▶ [EXERCISE PROMPT]: Pick out each line of the items below that contains the string "positive", and copy those lines. Matching is case-sensitive.

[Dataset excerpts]
---+---
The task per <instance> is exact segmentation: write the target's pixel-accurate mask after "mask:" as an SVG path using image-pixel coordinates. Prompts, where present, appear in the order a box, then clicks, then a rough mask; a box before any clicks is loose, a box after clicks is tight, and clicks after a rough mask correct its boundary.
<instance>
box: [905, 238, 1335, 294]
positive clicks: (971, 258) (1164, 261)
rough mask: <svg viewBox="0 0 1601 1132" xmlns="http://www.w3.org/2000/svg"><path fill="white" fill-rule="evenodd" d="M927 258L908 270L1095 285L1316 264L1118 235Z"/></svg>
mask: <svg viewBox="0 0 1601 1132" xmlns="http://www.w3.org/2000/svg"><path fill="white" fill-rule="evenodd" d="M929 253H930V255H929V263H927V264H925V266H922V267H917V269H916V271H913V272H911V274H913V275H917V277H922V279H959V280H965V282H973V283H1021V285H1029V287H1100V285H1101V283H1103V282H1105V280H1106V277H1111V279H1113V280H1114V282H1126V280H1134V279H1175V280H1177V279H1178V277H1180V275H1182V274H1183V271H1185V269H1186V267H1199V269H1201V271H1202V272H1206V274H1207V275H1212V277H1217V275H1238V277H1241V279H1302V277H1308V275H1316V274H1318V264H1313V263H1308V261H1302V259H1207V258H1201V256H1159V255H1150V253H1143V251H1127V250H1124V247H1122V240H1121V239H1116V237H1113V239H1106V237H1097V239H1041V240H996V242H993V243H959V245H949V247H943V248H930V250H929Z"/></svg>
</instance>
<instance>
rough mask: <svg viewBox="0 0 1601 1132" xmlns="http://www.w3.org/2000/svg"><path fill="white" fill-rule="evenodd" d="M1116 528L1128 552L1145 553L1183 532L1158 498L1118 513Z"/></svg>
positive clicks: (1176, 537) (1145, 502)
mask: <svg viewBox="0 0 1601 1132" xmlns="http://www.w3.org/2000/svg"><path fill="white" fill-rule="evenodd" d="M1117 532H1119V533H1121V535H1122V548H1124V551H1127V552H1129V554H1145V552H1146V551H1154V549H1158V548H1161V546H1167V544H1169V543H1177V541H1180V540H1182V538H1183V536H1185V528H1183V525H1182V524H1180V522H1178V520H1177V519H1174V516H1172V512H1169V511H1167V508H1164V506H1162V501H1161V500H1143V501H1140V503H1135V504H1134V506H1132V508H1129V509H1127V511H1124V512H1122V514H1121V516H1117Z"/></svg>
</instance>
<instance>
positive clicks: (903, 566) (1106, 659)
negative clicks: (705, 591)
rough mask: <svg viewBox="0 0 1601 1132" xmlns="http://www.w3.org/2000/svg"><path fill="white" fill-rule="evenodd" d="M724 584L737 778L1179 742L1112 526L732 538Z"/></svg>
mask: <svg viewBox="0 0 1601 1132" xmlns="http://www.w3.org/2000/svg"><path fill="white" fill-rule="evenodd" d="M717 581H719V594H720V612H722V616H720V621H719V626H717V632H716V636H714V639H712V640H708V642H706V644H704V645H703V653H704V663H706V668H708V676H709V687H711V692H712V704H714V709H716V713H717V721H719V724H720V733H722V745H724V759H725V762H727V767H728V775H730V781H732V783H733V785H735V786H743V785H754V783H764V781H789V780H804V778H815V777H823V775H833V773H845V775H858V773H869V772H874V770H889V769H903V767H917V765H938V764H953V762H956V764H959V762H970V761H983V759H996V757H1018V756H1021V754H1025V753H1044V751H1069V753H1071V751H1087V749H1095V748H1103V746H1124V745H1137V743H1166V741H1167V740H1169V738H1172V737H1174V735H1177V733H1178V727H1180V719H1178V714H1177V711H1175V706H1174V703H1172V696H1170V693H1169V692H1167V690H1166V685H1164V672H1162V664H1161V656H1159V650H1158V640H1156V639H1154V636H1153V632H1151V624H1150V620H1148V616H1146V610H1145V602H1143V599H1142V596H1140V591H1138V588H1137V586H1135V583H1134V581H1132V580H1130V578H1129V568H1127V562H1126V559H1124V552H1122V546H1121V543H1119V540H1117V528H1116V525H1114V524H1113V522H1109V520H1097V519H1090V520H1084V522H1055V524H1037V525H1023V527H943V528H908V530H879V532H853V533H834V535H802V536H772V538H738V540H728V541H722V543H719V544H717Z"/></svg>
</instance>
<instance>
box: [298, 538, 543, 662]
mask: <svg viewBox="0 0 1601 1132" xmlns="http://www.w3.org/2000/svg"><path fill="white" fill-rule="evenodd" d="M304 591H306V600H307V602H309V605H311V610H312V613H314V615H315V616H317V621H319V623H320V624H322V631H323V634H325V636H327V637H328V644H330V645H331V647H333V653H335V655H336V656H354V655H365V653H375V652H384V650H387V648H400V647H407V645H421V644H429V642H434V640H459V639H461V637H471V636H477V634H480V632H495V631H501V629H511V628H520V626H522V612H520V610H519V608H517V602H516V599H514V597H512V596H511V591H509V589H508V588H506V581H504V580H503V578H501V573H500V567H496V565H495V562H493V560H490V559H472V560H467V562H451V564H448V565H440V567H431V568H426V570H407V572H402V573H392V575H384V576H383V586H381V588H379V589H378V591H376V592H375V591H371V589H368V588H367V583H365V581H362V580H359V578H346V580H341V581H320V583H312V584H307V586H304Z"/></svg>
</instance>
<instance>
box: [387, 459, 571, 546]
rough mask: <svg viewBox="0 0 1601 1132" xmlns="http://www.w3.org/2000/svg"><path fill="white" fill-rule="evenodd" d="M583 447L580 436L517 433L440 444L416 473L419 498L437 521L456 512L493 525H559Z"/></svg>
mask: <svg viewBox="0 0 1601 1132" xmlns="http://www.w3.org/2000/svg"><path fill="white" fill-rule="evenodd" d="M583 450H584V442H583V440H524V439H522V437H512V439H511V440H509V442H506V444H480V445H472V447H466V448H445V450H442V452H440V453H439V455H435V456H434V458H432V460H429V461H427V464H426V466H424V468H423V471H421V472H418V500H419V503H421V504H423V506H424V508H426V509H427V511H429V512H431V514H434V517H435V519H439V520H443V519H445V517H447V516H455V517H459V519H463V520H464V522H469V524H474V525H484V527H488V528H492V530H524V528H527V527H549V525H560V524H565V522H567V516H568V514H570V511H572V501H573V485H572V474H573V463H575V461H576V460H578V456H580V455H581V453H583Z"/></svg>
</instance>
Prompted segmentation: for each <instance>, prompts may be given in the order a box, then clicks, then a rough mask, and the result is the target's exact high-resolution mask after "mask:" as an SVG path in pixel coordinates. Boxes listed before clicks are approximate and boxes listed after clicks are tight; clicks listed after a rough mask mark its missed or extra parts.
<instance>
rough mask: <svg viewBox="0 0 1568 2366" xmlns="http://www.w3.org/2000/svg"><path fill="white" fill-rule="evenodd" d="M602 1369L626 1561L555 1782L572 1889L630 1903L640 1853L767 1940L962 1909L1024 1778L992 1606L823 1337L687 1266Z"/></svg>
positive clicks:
---+---
▶ [EXERCISE RESPONSE]:
positive clicks: (971, 258) (1164, 261)
positive clicks: (1176, 537) (1145, 502)
positive clicks: (903, 566) (1106, 659)
positive clicks:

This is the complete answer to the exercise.